Request:
Reproduce the items below word for word, from the line containing "# point at: referee (one" through the last line of the items, including both of those lines.

Items from a data collection
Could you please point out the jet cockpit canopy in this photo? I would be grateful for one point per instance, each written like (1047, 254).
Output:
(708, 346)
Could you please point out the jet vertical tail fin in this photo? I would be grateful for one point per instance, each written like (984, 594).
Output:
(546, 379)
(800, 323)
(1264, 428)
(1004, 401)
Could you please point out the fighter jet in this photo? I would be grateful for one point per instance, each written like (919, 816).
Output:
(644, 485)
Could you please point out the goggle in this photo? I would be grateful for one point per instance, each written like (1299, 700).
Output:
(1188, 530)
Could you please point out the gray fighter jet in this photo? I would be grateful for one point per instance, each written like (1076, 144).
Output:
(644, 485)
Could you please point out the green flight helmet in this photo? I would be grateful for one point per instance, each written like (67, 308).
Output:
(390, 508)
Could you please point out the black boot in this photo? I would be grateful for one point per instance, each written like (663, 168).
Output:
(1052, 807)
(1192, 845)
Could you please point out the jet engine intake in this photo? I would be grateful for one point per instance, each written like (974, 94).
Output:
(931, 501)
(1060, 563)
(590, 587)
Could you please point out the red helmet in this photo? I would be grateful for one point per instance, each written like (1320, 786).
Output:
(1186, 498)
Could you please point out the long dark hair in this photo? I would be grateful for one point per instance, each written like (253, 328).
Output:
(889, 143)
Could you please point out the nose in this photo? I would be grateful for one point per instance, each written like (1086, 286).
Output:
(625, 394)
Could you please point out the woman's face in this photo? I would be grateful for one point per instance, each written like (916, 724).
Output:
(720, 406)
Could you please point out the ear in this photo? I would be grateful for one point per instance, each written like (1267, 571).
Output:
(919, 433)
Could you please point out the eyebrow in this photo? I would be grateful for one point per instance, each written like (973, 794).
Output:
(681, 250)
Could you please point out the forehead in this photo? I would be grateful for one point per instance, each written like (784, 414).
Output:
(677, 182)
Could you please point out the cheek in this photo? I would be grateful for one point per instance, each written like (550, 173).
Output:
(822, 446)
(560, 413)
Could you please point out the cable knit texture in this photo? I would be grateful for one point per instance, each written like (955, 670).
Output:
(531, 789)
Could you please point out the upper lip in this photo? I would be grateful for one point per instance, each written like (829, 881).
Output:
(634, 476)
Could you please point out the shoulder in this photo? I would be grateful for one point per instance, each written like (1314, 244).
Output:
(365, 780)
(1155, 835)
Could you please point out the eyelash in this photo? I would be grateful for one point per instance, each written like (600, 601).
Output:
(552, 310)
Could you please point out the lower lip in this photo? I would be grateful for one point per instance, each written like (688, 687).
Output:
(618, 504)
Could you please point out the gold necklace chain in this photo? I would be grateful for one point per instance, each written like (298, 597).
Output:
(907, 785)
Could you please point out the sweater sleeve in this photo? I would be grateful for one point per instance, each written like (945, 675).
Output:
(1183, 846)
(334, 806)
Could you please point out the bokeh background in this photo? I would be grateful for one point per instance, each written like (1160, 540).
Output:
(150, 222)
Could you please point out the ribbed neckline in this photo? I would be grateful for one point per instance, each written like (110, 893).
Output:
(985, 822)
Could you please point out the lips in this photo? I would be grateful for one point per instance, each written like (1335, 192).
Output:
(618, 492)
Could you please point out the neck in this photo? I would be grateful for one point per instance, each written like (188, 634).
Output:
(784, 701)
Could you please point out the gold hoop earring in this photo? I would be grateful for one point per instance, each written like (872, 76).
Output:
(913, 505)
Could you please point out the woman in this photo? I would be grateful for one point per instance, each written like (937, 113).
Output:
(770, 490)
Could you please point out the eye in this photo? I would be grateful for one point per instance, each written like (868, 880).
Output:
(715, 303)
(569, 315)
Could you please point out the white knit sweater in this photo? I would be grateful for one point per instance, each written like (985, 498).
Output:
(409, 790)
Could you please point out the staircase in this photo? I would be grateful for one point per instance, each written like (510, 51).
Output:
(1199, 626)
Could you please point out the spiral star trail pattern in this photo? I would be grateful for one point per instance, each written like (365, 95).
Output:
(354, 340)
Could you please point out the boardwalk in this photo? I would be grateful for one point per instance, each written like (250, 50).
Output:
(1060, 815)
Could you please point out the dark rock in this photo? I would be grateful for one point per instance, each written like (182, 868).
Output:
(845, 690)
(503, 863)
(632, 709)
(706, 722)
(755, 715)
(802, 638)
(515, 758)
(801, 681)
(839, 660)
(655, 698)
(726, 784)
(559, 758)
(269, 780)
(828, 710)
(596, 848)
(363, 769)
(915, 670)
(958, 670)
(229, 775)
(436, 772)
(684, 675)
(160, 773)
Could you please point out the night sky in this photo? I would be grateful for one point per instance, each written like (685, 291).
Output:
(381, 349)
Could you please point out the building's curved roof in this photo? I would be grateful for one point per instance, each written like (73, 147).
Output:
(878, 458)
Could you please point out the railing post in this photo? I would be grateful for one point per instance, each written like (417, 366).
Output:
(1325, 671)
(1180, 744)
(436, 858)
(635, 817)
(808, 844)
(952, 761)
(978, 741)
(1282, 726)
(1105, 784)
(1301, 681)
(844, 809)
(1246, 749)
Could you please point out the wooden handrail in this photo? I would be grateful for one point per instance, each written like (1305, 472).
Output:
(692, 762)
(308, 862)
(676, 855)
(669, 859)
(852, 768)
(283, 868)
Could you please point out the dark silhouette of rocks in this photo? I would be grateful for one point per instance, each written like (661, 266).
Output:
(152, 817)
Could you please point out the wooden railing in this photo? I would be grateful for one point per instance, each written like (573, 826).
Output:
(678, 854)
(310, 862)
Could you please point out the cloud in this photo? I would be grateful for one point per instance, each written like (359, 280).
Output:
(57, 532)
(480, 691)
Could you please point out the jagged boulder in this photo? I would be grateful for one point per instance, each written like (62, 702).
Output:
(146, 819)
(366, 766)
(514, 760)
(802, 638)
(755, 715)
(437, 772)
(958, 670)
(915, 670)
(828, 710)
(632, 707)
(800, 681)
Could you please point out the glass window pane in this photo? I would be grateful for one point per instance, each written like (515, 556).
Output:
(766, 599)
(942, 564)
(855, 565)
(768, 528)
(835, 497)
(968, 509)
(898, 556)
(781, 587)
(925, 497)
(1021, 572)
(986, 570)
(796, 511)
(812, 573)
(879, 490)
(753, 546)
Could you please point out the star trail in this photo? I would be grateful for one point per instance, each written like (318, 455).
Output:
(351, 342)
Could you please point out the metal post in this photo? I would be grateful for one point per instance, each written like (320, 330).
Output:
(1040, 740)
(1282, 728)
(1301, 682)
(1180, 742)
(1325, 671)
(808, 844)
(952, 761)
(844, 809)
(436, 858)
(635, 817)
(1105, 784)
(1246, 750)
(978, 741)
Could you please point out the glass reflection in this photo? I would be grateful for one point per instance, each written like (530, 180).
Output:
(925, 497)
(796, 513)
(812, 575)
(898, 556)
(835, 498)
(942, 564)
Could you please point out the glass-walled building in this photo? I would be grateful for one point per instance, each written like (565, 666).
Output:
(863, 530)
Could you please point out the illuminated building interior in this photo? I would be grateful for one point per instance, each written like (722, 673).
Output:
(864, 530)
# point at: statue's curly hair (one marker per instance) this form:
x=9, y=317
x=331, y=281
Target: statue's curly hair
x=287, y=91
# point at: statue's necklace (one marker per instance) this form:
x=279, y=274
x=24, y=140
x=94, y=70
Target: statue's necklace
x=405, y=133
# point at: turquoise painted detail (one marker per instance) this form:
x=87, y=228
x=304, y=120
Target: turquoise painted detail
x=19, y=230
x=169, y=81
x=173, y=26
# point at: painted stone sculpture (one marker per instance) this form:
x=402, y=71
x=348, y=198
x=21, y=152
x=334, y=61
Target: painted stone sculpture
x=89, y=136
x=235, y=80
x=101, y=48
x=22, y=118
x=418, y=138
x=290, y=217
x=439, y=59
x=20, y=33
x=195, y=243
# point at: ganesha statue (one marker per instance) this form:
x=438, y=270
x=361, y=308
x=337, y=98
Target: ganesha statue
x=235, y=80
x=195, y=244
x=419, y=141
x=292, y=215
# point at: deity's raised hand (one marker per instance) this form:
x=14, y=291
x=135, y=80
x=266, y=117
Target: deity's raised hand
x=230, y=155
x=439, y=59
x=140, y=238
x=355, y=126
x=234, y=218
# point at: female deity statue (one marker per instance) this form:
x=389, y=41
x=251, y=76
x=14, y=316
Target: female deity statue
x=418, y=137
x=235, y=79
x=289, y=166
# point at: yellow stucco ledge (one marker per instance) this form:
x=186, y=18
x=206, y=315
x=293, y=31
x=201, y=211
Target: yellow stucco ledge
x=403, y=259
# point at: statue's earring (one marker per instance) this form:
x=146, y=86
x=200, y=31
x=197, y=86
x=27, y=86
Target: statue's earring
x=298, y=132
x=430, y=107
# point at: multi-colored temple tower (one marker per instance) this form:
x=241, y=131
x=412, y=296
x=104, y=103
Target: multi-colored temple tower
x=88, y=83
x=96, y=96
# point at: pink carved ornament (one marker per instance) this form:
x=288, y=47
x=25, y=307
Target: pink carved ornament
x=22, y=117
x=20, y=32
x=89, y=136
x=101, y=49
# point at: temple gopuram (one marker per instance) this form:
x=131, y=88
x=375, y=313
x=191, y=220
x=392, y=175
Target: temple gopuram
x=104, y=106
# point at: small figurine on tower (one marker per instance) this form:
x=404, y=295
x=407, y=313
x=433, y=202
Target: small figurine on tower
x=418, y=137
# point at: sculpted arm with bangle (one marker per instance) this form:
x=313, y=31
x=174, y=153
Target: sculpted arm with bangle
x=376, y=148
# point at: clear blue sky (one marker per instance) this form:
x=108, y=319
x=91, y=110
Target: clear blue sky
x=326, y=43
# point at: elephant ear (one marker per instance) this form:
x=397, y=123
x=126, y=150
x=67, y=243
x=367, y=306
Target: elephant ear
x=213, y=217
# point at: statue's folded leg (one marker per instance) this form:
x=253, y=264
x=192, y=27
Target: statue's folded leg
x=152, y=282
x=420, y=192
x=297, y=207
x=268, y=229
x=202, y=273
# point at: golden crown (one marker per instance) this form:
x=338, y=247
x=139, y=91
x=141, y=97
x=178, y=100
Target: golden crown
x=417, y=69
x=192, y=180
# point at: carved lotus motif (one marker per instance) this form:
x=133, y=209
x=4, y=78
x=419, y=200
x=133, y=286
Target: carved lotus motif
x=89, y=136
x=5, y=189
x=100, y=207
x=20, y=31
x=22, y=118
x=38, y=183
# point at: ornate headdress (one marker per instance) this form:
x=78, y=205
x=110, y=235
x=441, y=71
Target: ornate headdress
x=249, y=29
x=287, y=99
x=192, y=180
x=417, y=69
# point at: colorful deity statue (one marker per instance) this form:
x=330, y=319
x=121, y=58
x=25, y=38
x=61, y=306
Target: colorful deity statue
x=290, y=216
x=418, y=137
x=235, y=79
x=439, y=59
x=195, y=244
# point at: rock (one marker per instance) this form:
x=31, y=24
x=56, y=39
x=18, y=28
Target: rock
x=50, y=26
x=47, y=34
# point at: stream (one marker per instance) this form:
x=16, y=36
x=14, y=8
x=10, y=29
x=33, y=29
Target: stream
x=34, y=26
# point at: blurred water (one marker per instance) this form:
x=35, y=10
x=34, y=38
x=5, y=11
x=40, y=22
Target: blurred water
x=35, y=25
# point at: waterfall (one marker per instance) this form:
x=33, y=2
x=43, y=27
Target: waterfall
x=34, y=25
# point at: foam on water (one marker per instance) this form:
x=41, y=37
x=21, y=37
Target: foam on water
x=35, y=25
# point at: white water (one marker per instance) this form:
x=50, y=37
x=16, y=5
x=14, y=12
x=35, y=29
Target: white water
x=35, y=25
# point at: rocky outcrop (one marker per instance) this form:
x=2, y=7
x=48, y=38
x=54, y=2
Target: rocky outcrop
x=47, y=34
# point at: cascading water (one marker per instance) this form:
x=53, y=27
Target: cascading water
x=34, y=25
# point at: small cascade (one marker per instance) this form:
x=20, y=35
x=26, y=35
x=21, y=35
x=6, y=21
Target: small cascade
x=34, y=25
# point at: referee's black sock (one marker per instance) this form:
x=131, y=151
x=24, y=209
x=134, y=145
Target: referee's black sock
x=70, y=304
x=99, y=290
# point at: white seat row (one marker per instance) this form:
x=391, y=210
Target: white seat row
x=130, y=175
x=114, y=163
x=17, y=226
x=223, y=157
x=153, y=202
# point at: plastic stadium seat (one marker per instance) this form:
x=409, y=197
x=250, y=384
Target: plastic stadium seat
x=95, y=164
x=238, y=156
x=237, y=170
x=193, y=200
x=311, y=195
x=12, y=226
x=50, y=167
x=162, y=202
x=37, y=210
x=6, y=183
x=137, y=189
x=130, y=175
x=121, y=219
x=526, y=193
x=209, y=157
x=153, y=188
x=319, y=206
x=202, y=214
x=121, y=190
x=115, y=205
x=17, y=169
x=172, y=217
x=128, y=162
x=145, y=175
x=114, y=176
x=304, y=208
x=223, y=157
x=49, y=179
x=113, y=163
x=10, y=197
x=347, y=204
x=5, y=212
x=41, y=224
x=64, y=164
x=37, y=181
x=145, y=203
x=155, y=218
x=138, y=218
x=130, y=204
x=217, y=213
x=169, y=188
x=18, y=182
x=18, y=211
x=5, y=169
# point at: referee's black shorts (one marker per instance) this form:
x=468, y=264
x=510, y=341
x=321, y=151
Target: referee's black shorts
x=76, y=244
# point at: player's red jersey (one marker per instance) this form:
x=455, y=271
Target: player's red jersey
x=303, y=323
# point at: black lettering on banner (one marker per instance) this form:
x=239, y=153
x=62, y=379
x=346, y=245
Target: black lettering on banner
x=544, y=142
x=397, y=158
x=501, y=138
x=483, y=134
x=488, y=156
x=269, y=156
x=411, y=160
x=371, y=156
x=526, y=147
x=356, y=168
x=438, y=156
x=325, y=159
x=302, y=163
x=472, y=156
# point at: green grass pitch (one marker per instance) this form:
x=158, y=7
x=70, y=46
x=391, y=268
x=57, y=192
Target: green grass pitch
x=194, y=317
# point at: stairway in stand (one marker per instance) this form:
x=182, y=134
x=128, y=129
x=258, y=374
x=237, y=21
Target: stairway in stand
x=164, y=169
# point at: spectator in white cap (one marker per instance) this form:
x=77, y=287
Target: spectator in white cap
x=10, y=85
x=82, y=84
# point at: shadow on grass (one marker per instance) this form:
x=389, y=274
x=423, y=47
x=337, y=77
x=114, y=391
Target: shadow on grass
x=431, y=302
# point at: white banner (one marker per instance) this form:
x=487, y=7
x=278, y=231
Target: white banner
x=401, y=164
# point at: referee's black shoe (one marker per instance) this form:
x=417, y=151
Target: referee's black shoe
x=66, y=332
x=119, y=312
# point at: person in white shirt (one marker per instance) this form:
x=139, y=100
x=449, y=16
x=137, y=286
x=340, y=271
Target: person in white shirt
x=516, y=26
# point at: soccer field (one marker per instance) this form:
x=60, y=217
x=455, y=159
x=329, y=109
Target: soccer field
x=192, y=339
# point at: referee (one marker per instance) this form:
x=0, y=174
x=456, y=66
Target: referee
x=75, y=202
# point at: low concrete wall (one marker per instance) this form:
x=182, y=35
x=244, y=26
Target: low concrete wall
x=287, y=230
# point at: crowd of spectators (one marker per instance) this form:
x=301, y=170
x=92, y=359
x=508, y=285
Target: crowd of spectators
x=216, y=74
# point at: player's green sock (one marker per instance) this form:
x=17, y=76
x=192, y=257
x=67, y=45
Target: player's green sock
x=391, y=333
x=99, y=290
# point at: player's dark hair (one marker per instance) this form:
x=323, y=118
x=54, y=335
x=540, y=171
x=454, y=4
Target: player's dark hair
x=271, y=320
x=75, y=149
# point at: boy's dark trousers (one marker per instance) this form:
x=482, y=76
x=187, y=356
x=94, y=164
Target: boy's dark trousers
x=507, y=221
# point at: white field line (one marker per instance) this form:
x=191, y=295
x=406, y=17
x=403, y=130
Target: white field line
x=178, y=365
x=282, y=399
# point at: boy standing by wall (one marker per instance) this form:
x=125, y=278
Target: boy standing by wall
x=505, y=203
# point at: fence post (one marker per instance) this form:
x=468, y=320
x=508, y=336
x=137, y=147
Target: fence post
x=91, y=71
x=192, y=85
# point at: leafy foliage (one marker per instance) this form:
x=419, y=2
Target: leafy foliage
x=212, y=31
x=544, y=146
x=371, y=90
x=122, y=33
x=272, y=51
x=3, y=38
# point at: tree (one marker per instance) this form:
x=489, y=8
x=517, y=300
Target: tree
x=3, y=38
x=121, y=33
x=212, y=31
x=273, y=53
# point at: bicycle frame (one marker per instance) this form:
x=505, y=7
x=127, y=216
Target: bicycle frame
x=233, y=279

Final result:
# point at: referee (one marker per instance) this form:
x=0, y=174
x=456, y=66
Target: referee
x=75, y=202
# point at: low concrete wall (one marker per instance) this form:
x=182, y=35
x=244, y=26
Target: low concrete wall
x=287, y=230
# point at: crowd of spectators (one marker per instance) this form:
x=301, y=170
x=92, y=359
x=508, y=285
Target: crowd of spectators
x=216, y=74
# point at: player's green sock (one marker per instance) this form:
x=17, y=76
x=192, y=257
x=67, y=45
Target: player's green sock
x=391, y=333
x=99, y=290
# point at: player's dark hair (one marker per instance) this form:
x=323, y=118
x=54, y=335
x=540, y=171
x=454, y=4
Target: player's dark hair
x=271, y=320
x=75, y=149
# point at: boy's dark trousers (one marker per instance) this form:
x=482, y=76
x=187, y=356
x=94, y=164
Target: boy's dark trousers
x=507, y=221
# point at: white field line (one marker per instance) this form:
x=191, y=295
x=406, y=17
x=403, y=130
Target: white field line
x=178, y=365
x=282, y=399
# point at: boy standing by wall (one marker per instance) this form:
x=125, y=278
Target: boy standing by wall
x=505, y=203
# point at: fence post (one marker per instance) this form:
x=468, y=320
x=508, y=336
x=137, y=147
Target: fence post
x=91, y=71
x=192, y=85
# point at: leafy foliage (one marker per instance) this form:
x=419, y=2
Target: leafy foliage
x=212, y=31
x=544, y=146
x=371, y=90
x=122, y=33
x=272, y=51
x=3, y=38
# point at: tree (one marker per instance) this form:
x=489, y=8
x=517, y=300
Target: tree
x=3, y=38
x=121, y=33
x=212, y=31
x=273, y=53
# point at: bicycle frame (one marker per instance) this form:
x=505, y=7
x=127, y=216
Target: bicycle frame
x=233, y=279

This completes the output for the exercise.